WHAT IS NEEDED -
Print every one of the records below again, word for word, without changing anything.

━━━

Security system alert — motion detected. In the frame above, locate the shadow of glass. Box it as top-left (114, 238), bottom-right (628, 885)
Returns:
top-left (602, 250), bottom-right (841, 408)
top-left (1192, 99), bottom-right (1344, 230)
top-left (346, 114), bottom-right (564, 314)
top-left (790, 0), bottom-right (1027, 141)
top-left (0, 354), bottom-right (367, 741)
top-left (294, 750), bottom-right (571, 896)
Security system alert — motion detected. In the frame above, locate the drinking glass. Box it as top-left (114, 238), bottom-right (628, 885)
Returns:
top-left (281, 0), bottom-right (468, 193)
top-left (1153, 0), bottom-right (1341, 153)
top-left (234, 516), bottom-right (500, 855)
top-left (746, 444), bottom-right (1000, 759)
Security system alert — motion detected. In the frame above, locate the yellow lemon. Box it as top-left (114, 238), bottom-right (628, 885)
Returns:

━━━

SOLUTION BELOW -
Security system alert — motion detected. In the frame above, locate the shadow of glass. Box it as top-left (114, 238), bottom-right (628, 885)
Returns:
top-left (602, 250), bottom-right (841, 408)
top-left (1192, 99), bottom-right (1344, 230)
top-left (346, 114), bottom-right (564, 314)
top-left (790, 0), bottom-right (1027, 141)
top-left (0, 354), bottom-right (367, 741)
top-left (294, 750), bottom-right (571, 896)
Security system alert — motion detected. In the frame above, locate the drinking glass. Box it as top-left (114, 238), bottom-right (628, 885)
Returns:
top-left (281, 0), bottom-right (468, 193)
top-left (1153, 0), bottom-right (1341, 153)
top-left (234, 516), bottom-right (500, 855)
top-left (746, 444), bottom-right (1000, 759)
Security system alert — motion detected. In the frame above, locate the yellow lemon. Box it as top-left (114, 238), bottom-right (628, 885)
Returns:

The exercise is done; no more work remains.